Consignes:
- a) Dans le texte sur Retour au Kosovo, qui est chargé du dessin ?
- b) Déterminez combien de lignes des données contiennent la chaîne "mask", en respectant la casse. Donnez uniquement le nombre.

Extrait du document:
::::::::::

Retour au Kosovo : entre devoir de mémoire et besoin d’oubli

retour au kosovo couverture

scénario : Gani Jakupi
dessin : Jorge Gonzalez
édition : Dupuis
date de sortie : 3 octobre 2014
genre : Historique, documentaire

Pourquoi tant de haine ? La question est naïve, et pourtant récurrente. Gani Jakupi, un auteur et illustrateur d’origine kosovare, se l’est longuement posée, tout en assistant depuis l’Espagne aux troubles qui déchirèrent son pays natal durant la guerre d’indépendance. Durant cette période, la presse relatait chaque jour de nouveaux massacres et de nouvelles atrocités tandis que lui, impuissant, n’avait que ses yeux pour pleurer le sort des siens. C’est alors qu’il décida à utiliser l’écriture comme exutoire : « J’avais besoin d’écrire pour expulser de ma mémoire un vécu qui me tourmentait », explique-t-il.

Gani Jakupi, dans Retour au Kosovo, se revendique un antimilitariste farouche. Au cours de son récit, il ne cherche pas à prendre parti pour un camp ou pour l’autre, pour les Serbes ou pour les Albanais. Il n’adopte ni une position de juge, ni une posture d’arbitre. Son unique prise de position est en faveur de la paix, de la réconciliation entre ces deux communautés déchirées par une haine absurde et ancestrale. Dans cette œuvre largement autobiographique, il revient sur la façon dont chacun vécut ces temps difficiles, sur sa propre souffrance et celle de son peuple. Surtout, il partage avec beaucoup de sensibilité les émotions qu’il éprouva en redécouvrant le décor de ses origines. Un paysage chamboulé, délabré, que mutilent encore les derniers soubresauts d’un conflit qui ne tombera pas dans l’oubli de sitôt.

::::::::::

[Entrées du jeu de données]
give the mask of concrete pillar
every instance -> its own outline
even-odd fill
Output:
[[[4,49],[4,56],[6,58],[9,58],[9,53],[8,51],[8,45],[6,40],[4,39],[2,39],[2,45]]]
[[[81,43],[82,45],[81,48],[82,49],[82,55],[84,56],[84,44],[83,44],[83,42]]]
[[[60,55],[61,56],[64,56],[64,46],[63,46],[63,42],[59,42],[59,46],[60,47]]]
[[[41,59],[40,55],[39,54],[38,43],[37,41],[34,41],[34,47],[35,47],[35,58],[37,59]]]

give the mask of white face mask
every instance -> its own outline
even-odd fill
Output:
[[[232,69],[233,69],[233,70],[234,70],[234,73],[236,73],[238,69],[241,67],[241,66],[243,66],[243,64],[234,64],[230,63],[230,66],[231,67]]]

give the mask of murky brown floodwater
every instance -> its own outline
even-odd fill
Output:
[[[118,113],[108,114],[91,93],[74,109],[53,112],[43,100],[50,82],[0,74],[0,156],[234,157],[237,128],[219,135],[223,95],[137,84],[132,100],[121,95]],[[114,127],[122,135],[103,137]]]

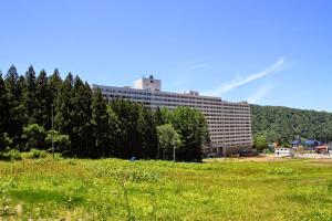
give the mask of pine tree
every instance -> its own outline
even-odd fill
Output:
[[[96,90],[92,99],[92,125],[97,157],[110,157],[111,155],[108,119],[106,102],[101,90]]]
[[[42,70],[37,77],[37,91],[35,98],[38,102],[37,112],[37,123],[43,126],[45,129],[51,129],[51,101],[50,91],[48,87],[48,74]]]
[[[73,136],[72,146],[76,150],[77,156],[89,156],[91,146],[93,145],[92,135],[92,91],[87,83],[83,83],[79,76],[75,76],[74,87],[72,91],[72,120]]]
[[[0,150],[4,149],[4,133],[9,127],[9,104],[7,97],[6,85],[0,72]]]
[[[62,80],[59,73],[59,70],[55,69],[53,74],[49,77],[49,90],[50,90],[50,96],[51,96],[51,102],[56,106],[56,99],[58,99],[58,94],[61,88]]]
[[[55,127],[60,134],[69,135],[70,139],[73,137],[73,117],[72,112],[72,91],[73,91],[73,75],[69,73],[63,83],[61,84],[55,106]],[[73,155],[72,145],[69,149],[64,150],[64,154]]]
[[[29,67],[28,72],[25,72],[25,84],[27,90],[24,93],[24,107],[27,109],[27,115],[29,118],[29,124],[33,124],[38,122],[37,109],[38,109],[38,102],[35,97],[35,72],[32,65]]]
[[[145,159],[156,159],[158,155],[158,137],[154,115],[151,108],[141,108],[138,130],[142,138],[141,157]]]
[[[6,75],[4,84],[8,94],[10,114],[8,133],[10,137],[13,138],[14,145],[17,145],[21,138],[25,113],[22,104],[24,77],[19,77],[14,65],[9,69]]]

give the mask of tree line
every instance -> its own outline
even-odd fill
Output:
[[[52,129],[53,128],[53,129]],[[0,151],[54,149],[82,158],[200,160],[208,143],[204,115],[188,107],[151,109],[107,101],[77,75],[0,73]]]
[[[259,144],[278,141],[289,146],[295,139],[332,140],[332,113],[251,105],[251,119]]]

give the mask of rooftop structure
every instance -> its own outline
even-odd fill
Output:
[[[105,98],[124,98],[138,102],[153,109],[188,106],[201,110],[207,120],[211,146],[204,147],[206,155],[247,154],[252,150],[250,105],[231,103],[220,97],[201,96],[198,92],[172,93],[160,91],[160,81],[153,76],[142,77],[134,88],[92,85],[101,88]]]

::::::::::

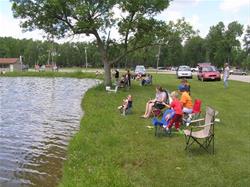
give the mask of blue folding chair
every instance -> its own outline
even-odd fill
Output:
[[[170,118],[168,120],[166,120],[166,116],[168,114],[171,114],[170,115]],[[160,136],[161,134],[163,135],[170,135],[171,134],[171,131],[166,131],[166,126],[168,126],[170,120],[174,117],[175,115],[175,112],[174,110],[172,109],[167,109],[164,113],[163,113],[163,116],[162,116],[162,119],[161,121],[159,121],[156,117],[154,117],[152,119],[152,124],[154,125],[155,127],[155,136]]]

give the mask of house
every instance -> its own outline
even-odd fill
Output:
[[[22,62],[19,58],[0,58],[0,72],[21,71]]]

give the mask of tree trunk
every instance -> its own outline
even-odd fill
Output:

::::::::::

Résultats attendus:
- a) Jorge Gonzalez.

- b) 9